Task requirements:
In the data below, find the line containing "TARGET: black and white photograph", then set down that line and every later line up to and including the line containing "TARGET: truck in background", exactly.

*** Block opens ***

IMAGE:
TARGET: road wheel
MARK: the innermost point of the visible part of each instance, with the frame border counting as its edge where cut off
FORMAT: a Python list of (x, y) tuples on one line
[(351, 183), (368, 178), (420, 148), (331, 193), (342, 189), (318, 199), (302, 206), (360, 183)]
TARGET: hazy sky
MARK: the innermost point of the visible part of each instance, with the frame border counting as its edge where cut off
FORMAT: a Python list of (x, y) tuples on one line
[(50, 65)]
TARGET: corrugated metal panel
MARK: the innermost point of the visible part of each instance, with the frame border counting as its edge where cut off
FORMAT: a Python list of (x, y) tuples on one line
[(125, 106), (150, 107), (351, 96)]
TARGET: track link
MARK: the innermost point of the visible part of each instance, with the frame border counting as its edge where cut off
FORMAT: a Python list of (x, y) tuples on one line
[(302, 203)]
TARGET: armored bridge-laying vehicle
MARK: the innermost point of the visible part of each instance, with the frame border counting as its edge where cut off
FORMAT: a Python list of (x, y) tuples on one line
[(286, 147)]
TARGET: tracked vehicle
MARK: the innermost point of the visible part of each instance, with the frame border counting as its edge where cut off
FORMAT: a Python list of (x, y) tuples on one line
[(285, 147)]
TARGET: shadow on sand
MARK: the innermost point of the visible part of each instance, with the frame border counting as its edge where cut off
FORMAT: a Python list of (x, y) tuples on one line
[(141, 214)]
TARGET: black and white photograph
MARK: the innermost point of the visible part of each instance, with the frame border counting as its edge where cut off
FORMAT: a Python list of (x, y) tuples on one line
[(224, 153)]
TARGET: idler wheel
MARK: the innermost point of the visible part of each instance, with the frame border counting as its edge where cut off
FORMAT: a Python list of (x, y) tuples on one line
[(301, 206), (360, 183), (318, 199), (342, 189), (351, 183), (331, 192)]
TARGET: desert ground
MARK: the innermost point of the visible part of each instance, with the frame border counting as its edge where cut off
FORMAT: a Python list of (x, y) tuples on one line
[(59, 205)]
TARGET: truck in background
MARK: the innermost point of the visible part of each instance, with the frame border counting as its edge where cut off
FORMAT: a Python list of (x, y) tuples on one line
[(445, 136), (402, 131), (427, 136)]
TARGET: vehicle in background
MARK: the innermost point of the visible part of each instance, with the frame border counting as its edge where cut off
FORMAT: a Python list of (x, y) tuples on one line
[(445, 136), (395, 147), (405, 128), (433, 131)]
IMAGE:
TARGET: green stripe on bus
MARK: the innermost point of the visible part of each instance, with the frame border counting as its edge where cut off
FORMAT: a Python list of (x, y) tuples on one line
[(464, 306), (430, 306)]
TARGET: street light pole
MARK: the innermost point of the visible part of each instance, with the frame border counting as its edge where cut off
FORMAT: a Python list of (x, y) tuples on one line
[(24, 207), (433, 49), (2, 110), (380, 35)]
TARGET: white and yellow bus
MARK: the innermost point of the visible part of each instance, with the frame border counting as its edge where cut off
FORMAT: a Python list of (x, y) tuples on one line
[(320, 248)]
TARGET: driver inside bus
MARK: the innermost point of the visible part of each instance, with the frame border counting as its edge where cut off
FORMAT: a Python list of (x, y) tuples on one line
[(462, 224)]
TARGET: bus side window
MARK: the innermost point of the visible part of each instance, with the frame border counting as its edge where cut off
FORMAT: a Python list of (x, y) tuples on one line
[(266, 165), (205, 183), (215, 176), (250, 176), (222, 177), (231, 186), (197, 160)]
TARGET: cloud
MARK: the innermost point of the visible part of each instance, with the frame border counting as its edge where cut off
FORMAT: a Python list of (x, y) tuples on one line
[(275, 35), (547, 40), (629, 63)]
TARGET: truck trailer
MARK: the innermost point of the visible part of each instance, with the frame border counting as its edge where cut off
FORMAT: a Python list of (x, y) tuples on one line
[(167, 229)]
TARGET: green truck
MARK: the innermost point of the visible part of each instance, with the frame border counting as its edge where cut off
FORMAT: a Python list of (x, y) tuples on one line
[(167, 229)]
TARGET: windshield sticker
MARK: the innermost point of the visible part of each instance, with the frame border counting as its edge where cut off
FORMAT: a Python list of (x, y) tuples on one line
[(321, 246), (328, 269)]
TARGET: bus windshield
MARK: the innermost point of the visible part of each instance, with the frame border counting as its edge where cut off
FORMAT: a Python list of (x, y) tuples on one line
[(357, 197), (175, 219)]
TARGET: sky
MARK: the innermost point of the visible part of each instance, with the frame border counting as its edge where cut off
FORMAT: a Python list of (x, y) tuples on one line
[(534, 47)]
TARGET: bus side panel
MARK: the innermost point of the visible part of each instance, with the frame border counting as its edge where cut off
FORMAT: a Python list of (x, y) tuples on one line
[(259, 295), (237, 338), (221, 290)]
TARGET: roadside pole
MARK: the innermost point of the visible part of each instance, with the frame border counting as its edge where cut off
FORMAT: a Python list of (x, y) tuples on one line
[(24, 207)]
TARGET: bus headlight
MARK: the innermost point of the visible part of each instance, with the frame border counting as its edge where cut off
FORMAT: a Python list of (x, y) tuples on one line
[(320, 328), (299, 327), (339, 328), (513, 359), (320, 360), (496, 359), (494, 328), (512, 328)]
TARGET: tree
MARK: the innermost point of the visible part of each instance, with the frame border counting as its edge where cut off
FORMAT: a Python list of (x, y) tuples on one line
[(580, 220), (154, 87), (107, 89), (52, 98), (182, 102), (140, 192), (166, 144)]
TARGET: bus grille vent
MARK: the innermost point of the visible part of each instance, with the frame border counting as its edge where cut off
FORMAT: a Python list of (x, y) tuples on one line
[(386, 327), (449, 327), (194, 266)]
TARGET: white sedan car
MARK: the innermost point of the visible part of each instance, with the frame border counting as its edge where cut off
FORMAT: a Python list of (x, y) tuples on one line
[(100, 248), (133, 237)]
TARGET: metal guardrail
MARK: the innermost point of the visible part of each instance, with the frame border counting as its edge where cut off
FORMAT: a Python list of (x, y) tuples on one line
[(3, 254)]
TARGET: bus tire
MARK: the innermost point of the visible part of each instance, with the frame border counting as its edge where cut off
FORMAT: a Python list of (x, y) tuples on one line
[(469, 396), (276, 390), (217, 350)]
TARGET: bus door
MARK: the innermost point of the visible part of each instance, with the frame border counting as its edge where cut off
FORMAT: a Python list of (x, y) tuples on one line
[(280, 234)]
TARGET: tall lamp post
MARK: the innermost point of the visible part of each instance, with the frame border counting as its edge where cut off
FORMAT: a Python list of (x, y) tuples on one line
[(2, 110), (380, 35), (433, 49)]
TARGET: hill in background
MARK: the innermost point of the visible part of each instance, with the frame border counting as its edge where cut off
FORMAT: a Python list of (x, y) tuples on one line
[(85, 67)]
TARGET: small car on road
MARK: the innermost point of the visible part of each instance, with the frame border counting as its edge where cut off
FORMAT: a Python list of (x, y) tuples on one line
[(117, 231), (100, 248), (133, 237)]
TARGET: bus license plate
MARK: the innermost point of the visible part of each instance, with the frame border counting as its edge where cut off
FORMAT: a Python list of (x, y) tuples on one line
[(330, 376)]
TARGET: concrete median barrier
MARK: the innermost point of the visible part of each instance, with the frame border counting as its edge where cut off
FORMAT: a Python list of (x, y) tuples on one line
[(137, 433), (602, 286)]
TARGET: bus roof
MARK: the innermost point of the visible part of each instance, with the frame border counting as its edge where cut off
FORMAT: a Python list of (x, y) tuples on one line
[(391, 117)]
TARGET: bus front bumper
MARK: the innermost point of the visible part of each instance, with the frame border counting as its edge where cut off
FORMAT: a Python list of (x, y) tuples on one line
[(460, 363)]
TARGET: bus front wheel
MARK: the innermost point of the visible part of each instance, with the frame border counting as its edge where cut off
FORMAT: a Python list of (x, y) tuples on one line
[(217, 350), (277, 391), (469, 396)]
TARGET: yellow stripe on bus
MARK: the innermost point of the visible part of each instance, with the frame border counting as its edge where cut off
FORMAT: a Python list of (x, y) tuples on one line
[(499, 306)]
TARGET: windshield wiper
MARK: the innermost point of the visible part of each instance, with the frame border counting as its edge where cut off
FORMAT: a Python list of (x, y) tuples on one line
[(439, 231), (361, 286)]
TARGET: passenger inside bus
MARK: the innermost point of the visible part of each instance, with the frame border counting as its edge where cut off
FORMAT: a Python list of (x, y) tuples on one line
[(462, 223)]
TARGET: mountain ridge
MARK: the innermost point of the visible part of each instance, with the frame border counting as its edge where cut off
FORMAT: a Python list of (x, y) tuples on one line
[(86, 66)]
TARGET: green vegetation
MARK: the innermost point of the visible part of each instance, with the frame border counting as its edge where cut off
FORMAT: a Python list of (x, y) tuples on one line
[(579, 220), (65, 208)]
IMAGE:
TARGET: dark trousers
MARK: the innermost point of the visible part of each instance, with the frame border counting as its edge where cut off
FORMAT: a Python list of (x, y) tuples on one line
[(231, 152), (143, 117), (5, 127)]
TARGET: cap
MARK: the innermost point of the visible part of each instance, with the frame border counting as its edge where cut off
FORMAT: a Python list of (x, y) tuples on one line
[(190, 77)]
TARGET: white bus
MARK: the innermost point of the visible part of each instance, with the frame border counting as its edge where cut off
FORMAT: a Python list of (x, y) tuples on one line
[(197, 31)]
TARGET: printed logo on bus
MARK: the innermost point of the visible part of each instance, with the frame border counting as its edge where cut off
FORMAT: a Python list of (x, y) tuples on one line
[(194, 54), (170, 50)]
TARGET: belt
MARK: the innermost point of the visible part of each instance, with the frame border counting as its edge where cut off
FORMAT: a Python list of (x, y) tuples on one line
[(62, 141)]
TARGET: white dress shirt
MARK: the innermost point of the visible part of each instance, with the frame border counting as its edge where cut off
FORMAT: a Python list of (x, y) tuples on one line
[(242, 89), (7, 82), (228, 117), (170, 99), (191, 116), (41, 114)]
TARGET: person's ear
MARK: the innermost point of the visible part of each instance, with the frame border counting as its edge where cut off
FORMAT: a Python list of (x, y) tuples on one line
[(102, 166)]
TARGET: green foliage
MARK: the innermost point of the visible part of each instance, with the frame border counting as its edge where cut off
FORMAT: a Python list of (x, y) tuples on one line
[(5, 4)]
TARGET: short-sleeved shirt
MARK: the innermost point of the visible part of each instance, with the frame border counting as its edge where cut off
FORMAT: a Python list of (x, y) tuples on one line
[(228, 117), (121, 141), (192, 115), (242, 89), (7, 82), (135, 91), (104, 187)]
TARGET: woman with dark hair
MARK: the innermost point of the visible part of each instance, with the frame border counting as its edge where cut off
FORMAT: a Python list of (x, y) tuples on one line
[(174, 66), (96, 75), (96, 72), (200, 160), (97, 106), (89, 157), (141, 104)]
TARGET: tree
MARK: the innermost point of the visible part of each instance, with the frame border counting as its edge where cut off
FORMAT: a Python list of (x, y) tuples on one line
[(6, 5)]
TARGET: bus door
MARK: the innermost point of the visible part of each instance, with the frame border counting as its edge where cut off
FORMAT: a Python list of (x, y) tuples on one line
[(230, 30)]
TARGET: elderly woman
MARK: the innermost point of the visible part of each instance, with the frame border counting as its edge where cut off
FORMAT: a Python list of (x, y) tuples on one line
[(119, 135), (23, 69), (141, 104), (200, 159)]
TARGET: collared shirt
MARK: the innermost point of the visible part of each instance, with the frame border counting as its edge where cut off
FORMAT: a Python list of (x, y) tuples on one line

*** Block closes ***

Response to this exercise:
TARGET: black and white photograph
MARK: the innermost point of the visible part of each instance, with the frame border counting as its edge where cut off
FORMAT: a Python list of (x, y) tuples on one line
[(224, 153)]
TARGET: idler wheel
MARK: the innermost point of the visible part of each instance, with the frame border counting as its edge where cut off
FORMAT: a Python list of (x, y) tuples on one line
[(301, 206), (360, 183), (318, 199), (342, 189), (351, 183), (331, 192)]
TARGET: desert ground
MARK: the innermost point of the visible part of each instance, with the frame border counting as its edge where cut off
FORMAT: a Python list of (x, y) tuples on one line
[(59, 205)]
TARGET: truck in background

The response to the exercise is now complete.